> Working data

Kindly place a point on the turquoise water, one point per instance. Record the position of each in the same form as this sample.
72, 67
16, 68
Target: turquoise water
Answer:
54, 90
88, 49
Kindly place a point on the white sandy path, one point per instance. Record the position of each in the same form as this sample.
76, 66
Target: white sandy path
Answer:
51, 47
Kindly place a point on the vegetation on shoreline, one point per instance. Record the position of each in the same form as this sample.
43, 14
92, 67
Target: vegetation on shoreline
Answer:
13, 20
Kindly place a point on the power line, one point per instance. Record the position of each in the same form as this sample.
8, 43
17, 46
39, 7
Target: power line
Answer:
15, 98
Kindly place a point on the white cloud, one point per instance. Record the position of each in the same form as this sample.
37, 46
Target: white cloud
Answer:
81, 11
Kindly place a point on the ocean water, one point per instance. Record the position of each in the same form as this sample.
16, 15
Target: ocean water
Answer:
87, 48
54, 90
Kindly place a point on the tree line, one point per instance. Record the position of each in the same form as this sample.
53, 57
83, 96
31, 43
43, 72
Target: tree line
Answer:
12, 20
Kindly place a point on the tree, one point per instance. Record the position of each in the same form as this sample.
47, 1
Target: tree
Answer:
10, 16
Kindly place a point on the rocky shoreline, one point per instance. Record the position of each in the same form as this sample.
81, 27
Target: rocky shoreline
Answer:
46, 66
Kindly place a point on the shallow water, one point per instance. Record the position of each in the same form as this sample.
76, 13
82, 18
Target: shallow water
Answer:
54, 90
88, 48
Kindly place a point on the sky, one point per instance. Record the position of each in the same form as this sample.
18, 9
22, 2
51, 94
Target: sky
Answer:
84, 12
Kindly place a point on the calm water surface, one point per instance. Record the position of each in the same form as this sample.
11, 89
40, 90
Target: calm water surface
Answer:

> Written exercise
Add 39 to every coordinate in the answers across the stretch from the line containing "Kindly place a point on the ocean" through the end of the entries, then write out that whole stretch again. Include the request lines and their sample coordinates, leaving both unchanged.

> Response
Kindly place a point on the ocean water, one point per instance. Record the position of each in the same form as this sample.
16, 15
Target: ocean water
Answer:
126, 87
93, 129
Kindly place a point on the tree line, one point per instance. Record the position of each in the same form as this sample.
53, 57
83, 96
31, 43
43, 72
Target: tree line
Answer:
51, 59
Kindly place a point on the tree, one point per instance. Record the position of each in the same form as this sample.
47, 1
Target: tree
Answer:
49, 55
Kindly place a point on the rocky shoreline, one point per instance. Record the position of each in the same form as this sample.
81, 27
Target: rocky shoreline
Answer:
85, 105
Kindly place a point on the shallow water, one point per instance. Record the position of each in the same form as this sample.
76, 13
82, 18
Target: shallow water
Answer:
93, 129
127, 87
Kindly place a point on the sky, one point per instance. Record the position of each in the same form as this sample.
18, 9
22, 2
51, 94
Target: sky
Answer:
123, 51
Kindly place a point on the calm water surface, one point per instance. Record the position of each in the same form as this sample.
11, 89
40, 90
Target: calm water surface
Answer:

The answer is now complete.